En Italie, le lieu d’origine et l’abri encore actuel du papisme, celui-ci rencontre en général, dans les milieux cultivés, le plus profond dédain ; j’ai vécu plusieurs années en Italie et je n’y ai jamais rencontré un Italien cultivé ayant des idées aussi bigotes et aussi bornées que celles qui sont courantes parmi les catholiques allemands, même dans les milieux éclairés, et qui triomphent d’ailleurs en politique avec le centre du Reichstag allemand. C’est un fait caractéristique de l’état intellectuel arriéré des catholiques allemands, que le pape lui-même les regarde comme ses soldats les plus sûrs et les propose comme modèles aux fidèles des autres nations. Ainsi que nous l’enseigne l’histoire tout entière du papisme romain, le grand charlatan qui réside au Vatican est l’ennemi mortel de la libre science et du libre enseignement tel qu’on le pratique dans les Universités allemandes. Le jeune empire allemand devrait considérer comme son devoir le plus sacré d’entretenir cet esprit de réforme et d’élever le niveau de la culture allemande dans l’esprit où Frédéric II avait travaillé à la même tâche. Au lieu de cela, nous sommes obligés de constater avec une profonde anxiété que l’empereur, mal conseillé et induit en erreur par son entourage influent, se laisse envelopper de plus en plus dans les filets du clergé romain et en lui abandonnant l’école, lui sacrifie déjà la raison de la génération qui grandit. En septembre 1904, les journaux romains annonçaient triomphalement que la conversion de l’empereur et de son chancelier (protestants tous deux) à la confession catholique était chose imminente[8].

= Liste des enregistrements =
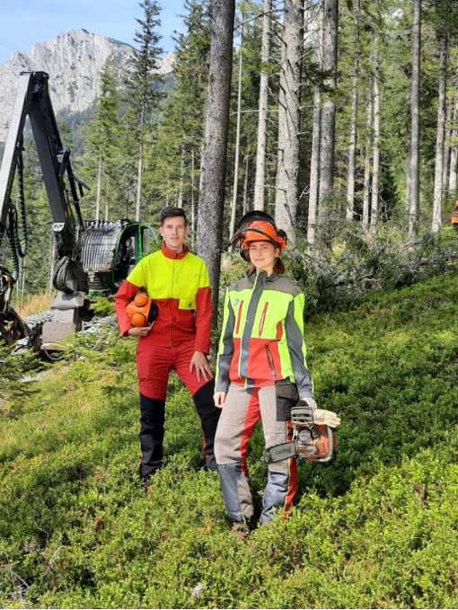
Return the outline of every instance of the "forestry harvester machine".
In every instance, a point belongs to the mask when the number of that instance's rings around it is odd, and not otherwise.
[[[45,72],[22,72],[19,76],[0,168],[0,339],[10,345],[27,339],[30,347],[52,350],[58,349],[58,341],[66,335],[81,330],[83,320],[91,317],[90,296],[116,291],[143,257],[145,241],[153,233],[147,225],[127,219],[84,221],[79,198],[84,194],[84,185],[75,176],[70,150],[62,144],[48,81]],[[12,305],[20,261],[27,250],[22,159],[27,116],[50,207],[56,251],[52,281],[57,296],[48,321],[38,328],[31,328]],[[17,201],[13,201],[16,173],[19,195]],[[7,243],[11,271],[6,268],[8,263],[2,260]]]

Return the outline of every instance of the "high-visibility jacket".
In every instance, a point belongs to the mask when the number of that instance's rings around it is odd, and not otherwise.
[[[304,339],[304,296],[284,276],[251,273],[227,288],[216,392],[229,382],[246,387],[289,378],[300,398],[313,393]]]
[[[194,340],[194,349],[210,350],[212,299],[208,270],[204,261],[184,248],[179,254],[163,245],[142,259],[115,296],[119,331],[131,326],[126,307],[140,288],[156,304],[159,313],[142,348],[148,344],[172,347]]]

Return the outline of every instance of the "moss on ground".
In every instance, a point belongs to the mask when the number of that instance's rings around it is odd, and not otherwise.
[[[0,606],[456,607],[458,278],[308,323],[339,450],[301,466],[293,516],[228,531],[176,379],[167,465],[137,480],[134,345],[78,340],[0,429]],[[266,468],[251,455],[259,504]]]

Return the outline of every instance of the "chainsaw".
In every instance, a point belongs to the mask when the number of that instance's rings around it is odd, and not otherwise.
[[[340,418],[331,411],[313,409],[304,401],[291,408],[293,438],[291,441],[274,445],[264,451],[268,464],[292,457],[304,462],[329,462],[337,447],[335,429]]]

= Travail à faire =
1) D'après l'extrait sur le papisme, pourquoi l'empereur se laisse-t-il envelopper de plus en plus dans les filets du clergé romain ? Répondez en une à trois phrases.
2) Poursuivez l'extrait sur le papisme en reprenant juste après sa dernière phrase.

= Réponses par consigne =
1) Selon l'extrait, l'empereur se laisse envelopper dans les filets du clergé romain parce qu'il est mal conseillé et induit en erreur par son entourage influent. C'est ainsi qu'il abandonne l'école au clergé.

2)
La force de la croyance aux doctrines de l’Église, qui, dans les milieux protestants orthodoxes, aussi bien que chez les catholiques, entrave le progrès vers une conception rationnelle de l’Univers, est souvent admirée comme une expression de la profonde « sentimentalité » allemande. À vrai dire, la véritable cause de cette croyance est la paresse de pensée et la crédulité du peuple allemand, la puissance chez lui de la tradition conservatrice et l’état arriéré du développement politique. Tandis que nos écoles sont courbées sous le joug de la confession, elles en sont affranchies dans les pays avoisinants. En France, la plus pieuse fille de l’Église catholique se retourne contre une mère avide de domination ; elle rompt les chaînes de son concordat et entreprend la réforme. En Allemagne, patrie de la Réforme, le Reichstag et le Gouvernement s’efforcent, avec un noble zèle, d’aplanir le chemin aux Jésuites, d’entretenir l’esprit intolérant des écoles confessionnelles, au lieu de le réprimer. Espérons que la direction nouvelle de l’histoire de la théorie évolutionniste, son admission dans la science jésuitique aboutiront à l’inverse de ce que celle-ci s’efforce d’atteindre : à la suppression de la foi aveugle dans les doctrines de l’Église au profit de la science rationnelle.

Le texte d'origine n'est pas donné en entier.